'''

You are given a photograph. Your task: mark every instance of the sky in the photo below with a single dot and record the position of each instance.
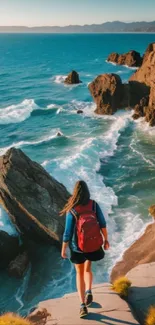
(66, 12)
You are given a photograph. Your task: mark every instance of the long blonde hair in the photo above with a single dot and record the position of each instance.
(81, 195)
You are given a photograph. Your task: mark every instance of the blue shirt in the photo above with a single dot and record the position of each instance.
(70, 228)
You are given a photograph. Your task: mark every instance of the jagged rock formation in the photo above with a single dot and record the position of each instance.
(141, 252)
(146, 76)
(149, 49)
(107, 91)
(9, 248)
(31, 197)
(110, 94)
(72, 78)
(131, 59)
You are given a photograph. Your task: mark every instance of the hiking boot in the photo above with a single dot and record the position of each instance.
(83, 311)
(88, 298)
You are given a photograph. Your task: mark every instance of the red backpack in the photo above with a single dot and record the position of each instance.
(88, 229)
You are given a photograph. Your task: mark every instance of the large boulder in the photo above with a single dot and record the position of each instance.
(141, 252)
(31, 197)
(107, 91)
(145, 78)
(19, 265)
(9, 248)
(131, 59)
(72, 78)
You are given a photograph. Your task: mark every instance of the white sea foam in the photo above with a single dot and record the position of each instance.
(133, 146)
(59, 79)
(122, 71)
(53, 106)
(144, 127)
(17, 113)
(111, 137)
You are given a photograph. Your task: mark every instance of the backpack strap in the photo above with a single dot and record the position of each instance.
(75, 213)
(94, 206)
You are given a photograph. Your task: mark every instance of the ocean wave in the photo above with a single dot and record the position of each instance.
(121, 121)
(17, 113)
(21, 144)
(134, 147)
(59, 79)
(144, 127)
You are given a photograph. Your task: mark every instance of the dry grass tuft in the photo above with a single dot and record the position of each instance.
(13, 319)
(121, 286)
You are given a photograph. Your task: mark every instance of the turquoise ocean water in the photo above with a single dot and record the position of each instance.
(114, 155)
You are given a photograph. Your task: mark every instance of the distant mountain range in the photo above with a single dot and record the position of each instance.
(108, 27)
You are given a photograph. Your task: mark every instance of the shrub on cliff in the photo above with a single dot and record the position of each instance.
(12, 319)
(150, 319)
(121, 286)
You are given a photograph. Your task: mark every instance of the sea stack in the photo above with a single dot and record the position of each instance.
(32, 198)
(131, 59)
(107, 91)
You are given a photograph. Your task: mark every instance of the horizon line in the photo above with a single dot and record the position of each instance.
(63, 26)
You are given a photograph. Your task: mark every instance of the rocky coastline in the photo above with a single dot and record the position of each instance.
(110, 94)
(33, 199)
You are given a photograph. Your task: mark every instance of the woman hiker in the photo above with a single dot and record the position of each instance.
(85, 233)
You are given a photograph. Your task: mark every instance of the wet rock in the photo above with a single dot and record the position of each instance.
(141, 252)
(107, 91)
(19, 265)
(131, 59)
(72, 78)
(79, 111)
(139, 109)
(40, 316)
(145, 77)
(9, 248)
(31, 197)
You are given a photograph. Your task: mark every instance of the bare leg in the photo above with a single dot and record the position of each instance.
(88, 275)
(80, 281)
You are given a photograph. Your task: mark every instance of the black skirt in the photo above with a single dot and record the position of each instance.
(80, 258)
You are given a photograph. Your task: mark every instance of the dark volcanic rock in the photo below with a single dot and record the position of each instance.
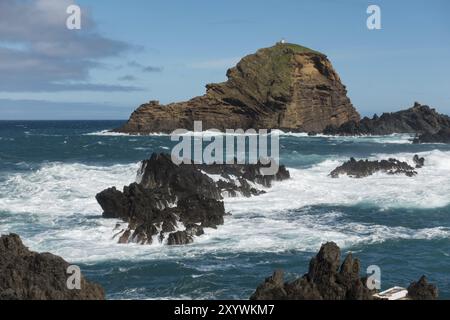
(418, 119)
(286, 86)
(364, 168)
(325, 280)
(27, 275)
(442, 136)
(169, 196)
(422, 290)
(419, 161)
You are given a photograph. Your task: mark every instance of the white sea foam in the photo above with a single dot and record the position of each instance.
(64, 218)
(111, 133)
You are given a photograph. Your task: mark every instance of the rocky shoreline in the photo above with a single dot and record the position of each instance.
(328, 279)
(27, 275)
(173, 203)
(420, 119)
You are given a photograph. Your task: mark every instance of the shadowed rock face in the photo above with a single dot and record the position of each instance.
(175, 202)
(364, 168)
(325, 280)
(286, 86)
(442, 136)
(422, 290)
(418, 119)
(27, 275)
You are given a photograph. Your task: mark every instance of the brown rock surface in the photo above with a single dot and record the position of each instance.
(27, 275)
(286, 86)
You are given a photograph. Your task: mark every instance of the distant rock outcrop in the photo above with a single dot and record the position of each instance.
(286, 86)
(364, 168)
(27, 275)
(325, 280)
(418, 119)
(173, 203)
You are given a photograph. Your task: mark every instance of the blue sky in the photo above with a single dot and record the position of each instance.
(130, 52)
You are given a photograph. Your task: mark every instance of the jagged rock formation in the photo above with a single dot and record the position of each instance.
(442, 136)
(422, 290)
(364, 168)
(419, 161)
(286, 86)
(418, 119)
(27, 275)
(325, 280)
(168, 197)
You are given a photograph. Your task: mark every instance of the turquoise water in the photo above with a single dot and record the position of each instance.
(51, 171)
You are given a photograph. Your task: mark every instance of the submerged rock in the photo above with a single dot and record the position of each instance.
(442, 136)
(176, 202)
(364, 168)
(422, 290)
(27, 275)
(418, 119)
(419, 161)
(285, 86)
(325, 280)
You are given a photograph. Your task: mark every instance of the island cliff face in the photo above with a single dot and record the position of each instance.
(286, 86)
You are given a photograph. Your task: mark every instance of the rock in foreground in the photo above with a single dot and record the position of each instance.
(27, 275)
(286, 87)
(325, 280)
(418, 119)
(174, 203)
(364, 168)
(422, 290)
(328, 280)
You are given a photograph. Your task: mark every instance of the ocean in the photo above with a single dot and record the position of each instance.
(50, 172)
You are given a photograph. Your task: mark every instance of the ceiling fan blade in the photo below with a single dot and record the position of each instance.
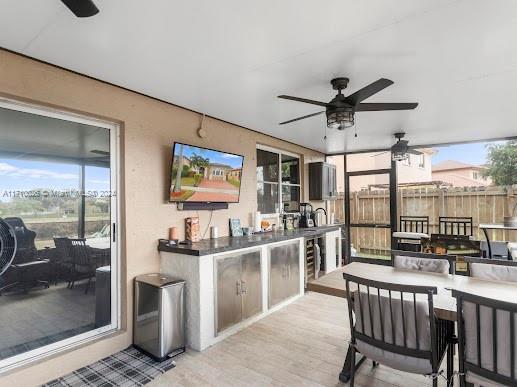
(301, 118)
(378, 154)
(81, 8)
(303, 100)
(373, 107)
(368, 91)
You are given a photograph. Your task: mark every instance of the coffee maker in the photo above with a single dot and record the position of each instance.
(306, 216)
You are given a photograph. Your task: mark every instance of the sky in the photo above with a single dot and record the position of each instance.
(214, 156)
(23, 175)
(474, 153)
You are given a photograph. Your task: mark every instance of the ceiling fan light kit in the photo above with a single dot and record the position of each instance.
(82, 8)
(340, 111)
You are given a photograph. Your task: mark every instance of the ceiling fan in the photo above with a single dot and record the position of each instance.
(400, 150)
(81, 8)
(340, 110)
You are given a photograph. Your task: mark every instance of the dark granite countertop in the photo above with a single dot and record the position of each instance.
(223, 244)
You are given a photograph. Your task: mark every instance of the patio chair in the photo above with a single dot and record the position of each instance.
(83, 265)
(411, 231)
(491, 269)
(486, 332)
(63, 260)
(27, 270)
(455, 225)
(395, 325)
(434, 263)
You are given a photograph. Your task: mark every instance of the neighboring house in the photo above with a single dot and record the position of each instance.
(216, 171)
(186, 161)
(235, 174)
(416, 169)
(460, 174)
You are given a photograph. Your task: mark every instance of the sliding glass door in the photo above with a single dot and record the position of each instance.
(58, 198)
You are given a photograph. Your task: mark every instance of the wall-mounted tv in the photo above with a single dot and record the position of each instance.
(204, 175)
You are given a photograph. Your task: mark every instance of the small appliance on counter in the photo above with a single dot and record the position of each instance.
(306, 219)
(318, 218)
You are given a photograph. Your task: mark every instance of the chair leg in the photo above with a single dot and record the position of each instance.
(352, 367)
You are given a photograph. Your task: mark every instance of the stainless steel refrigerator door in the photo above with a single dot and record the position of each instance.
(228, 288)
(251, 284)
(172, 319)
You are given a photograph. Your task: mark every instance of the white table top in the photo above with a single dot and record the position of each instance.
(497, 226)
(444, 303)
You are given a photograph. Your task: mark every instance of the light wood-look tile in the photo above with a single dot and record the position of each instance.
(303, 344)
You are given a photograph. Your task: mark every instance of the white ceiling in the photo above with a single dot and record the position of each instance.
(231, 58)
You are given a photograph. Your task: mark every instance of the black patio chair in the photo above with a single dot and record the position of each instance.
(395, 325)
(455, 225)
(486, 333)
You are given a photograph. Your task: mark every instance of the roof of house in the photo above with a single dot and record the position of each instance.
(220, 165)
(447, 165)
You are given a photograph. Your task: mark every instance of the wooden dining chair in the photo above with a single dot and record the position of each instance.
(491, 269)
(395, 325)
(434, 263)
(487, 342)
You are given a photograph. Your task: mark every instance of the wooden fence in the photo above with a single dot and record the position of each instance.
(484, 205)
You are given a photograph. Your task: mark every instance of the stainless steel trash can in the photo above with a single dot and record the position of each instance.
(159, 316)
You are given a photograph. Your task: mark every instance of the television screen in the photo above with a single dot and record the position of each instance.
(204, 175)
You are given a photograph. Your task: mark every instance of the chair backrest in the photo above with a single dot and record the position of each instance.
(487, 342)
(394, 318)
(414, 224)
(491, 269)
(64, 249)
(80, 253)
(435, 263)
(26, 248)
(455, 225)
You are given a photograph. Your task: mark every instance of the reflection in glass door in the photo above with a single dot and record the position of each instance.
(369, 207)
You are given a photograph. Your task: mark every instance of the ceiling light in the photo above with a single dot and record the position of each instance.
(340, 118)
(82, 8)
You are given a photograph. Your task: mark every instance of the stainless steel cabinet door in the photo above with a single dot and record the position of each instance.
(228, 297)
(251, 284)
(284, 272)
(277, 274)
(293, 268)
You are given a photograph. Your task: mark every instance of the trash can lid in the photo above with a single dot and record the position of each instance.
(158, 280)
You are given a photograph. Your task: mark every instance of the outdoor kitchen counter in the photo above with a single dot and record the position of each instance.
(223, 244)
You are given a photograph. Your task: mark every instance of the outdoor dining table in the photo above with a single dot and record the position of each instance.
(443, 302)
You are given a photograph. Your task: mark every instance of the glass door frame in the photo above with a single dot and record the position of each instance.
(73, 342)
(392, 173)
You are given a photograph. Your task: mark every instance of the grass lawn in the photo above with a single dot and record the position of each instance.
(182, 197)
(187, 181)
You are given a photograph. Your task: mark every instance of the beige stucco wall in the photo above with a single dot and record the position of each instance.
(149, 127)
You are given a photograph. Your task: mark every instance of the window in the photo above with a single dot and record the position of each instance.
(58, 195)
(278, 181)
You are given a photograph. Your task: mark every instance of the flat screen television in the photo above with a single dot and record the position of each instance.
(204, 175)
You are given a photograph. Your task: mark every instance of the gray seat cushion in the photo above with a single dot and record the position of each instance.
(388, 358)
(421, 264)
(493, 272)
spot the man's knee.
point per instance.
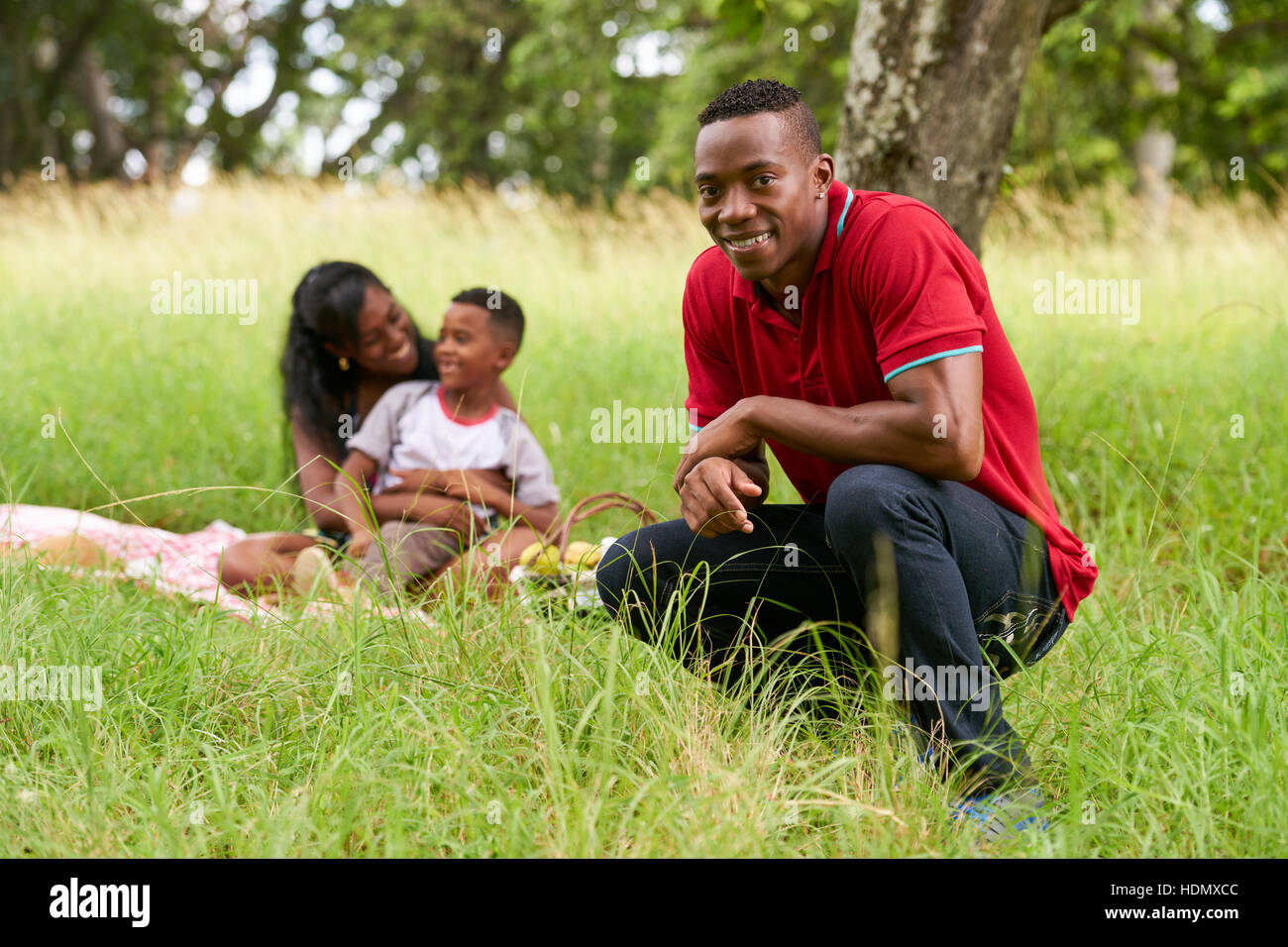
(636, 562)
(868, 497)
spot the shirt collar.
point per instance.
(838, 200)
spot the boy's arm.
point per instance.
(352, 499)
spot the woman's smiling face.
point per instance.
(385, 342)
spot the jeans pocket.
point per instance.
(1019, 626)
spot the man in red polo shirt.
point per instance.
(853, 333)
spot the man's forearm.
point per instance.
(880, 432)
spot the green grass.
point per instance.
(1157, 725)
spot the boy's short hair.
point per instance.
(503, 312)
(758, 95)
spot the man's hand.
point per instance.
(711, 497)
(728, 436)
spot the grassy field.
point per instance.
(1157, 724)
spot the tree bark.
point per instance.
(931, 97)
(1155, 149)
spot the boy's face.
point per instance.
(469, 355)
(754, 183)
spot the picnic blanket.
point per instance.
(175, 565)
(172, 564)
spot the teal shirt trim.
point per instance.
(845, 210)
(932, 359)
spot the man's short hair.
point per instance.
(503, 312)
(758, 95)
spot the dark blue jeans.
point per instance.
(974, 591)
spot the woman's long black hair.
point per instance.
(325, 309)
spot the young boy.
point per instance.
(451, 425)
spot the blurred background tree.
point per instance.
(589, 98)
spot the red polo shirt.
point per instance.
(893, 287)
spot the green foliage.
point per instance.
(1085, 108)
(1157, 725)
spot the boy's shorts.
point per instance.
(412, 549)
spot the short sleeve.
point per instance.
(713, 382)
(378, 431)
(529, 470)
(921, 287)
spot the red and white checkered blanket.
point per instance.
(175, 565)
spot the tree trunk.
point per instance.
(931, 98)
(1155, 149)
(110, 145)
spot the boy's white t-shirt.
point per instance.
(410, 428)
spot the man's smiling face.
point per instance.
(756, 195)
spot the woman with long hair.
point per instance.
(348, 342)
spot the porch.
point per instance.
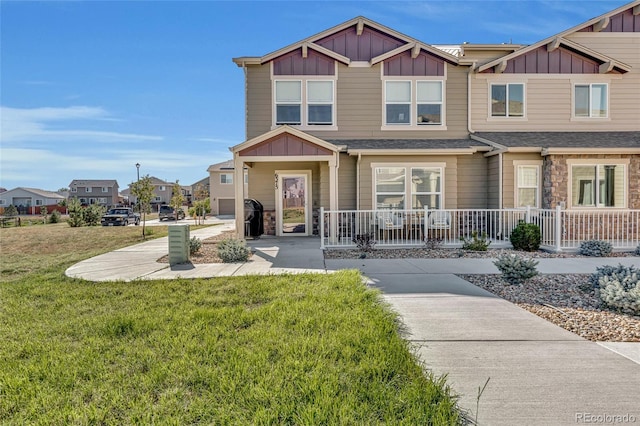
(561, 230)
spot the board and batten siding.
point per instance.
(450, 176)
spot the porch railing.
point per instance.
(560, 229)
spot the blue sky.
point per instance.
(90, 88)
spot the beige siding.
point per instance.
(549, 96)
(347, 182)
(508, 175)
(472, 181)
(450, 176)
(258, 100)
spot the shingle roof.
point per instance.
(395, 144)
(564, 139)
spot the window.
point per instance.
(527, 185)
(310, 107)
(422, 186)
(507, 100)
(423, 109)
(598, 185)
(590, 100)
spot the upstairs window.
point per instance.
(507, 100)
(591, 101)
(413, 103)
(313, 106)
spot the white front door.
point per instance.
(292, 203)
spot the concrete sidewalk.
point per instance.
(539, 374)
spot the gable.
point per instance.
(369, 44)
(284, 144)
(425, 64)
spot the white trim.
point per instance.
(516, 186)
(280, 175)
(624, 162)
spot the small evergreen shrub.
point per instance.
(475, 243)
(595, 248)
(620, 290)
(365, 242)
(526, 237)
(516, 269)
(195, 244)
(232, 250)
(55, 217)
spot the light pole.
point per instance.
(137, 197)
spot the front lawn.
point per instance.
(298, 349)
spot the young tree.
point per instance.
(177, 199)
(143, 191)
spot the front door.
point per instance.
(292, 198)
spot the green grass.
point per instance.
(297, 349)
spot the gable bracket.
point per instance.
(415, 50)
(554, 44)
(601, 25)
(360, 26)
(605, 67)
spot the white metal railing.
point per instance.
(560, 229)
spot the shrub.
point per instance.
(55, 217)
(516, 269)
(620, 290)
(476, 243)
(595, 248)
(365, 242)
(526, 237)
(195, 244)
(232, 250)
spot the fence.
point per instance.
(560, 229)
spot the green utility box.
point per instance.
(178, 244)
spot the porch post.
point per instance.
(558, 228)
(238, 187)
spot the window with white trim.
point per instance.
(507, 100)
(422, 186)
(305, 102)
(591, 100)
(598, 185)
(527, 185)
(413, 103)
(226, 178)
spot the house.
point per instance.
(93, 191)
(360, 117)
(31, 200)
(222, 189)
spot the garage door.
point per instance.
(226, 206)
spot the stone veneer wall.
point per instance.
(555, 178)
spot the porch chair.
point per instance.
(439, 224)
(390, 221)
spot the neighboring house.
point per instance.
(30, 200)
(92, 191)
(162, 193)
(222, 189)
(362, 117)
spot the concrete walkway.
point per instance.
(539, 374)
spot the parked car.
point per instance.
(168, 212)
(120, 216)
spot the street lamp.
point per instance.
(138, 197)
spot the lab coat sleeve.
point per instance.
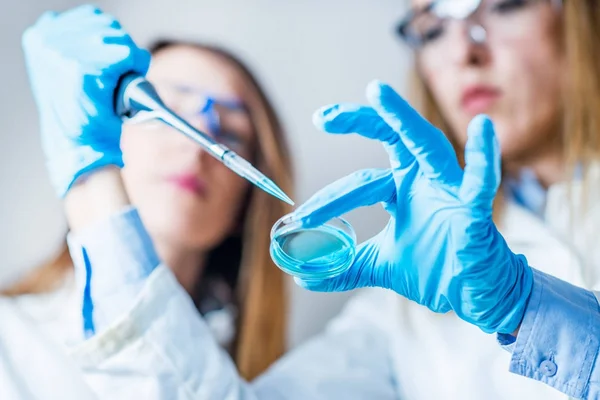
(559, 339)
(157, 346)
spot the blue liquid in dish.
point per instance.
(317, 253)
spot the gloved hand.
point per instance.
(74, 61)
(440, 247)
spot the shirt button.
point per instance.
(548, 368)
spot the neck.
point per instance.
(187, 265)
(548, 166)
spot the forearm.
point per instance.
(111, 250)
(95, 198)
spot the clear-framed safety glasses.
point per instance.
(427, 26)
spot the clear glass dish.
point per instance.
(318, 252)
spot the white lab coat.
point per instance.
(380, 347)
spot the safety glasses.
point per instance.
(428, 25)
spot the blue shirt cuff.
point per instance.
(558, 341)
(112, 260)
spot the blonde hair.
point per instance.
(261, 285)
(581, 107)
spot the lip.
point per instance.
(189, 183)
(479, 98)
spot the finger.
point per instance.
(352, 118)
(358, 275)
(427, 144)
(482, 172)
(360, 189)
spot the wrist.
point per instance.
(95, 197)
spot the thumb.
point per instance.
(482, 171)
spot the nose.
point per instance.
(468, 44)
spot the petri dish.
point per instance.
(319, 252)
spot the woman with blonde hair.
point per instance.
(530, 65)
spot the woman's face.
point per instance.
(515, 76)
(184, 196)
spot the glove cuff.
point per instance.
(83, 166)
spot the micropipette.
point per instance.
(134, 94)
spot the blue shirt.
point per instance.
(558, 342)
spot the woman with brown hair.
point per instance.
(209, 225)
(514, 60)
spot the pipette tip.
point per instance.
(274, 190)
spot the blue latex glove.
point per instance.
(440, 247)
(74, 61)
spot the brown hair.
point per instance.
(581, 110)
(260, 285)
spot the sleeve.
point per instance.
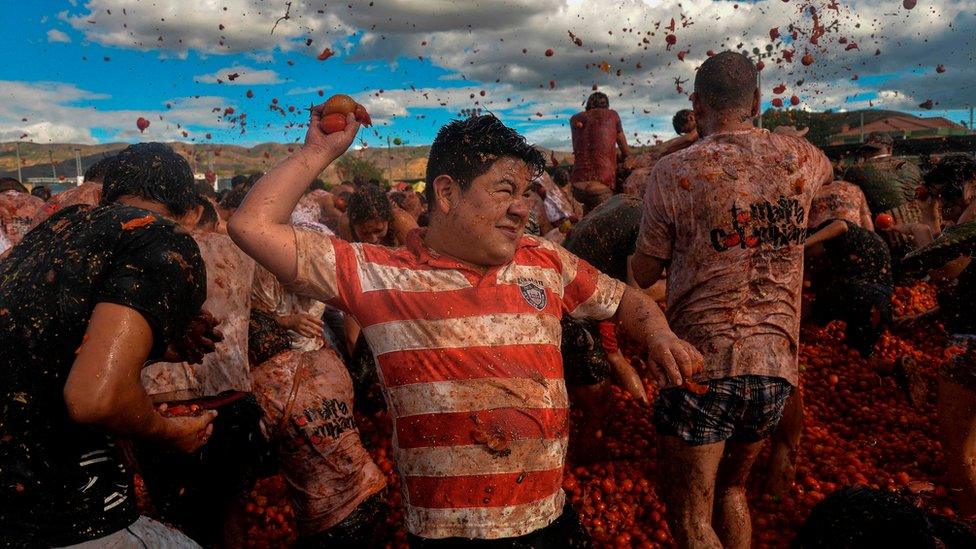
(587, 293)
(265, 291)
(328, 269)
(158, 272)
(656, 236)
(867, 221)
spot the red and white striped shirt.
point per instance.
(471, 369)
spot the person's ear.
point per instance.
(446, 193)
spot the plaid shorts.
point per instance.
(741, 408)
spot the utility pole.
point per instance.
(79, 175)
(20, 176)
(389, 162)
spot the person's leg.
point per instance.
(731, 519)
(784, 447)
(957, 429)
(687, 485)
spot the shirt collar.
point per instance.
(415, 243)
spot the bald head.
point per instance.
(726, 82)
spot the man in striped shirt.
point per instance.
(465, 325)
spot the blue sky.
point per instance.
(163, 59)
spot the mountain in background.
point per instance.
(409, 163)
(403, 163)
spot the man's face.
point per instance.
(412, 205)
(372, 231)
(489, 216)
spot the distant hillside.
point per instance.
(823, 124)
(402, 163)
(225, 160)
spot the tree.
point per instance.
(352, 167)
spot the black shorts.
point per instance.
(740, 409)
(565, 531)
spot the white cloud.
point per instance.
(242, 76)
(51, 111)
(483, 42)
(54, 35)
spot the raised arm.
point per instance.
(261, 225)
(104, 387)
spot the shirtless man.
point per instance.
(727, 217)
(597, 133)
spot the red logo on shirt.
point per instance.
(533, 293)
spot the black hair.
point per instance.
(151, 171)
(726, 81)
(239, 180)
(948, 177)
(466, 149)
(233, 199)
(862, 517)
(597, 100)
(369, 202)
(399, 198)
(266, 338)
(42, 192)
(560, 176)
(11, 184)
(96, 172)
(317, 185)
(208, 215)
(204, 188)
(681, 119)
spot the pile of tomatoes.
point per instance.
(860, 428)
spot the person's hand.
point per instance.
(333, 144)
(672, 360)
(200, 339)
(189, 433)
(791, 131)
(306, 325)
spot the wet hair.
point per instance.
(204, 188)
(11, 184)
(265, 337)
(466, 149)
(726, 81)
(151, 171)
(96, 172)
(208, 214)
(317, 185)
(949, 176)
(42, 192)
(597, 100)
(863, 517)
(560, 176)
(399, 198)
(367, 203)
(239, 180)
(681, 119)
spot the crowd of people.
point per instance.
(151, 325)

'''

**WHAT THE EXERCISE ASKS**: Produce an exact copy of the lines from the one containing "spot the utility pole." through the last line, and of nothing else.

**EXERCISE ANSWER**:
spot the utility pole.
point per instance.
(79, 175)
(20, 176)
(389, 162)
spot the person's leg.
point per instance.
(731, 519)
(784, 447)
(957, 429)
(687, 485)
spot the shirt collar.
point per instance.
(415, 243)
spot the bald head.
point per instance.
(726, 82)
spot the man in striped shirt.
point per instance.
(465, 325)
spot the blue sky.
point per instance.
(163, 59)
spot the mountain in background.
point per instance.
(409, 163)
(403, 163)
spot the man's face.
point per instance.
(412, 205)
(372, 231)
(489, 216)
spot the distant hillside.
point per instance.
(823, 124)
(402, 163)
(225, 160)
spot the tree.
point per instance.
(352, 167)
spot the black shorts.
point per instance.
(740, 409)
(565, 531)
spot the white cloud.
point per instance.
(242, 76)
(51, 111)
(483, 42)
(54, 35)
spot the raised arm.
point per instance.
(261, 225)
(104, 387)
spot the shirtless man.
point per instance.
(727, 217)
(597, 133)
spot the red logo on shirt.
point per instance.
(533, 293)
spot the black hair.
point per instance.
(151, 171)
(726, 81)
(239, 180)
(948, 177)
(466, 149)
(233, 199)
(862, 517)
(597, 100)
(369, 202)
(399, 198)
(266, 338)
(42, 192)
(560, 176)
(11, 184)
(96, 172)
(317, 185)
(208, 215)
(204, 188)
(681, 119)
spot the pile of tomatoes.
point per instance.
(860, 428)
spot the person's hand.
point per instance.
(333, 144)
(672, 360)
(200, 339)
(189, 433)
(791, 131)
(306, 325)
spot the wet hair.
point per instance.
(204, 188)
(11, 184)
(265, 337)
(466, 149)
(726, 81)
(151, 171)
(96, 172)
(208, 214)
(317, 185)
(949, 176)
(42, 192)
(597, 100)
(863, 517)
(560, 176)
(399, 198)
(367, 203)
(239, 180)
(681, 119)
spot the crowd of people.
point per instance.
(151, 325)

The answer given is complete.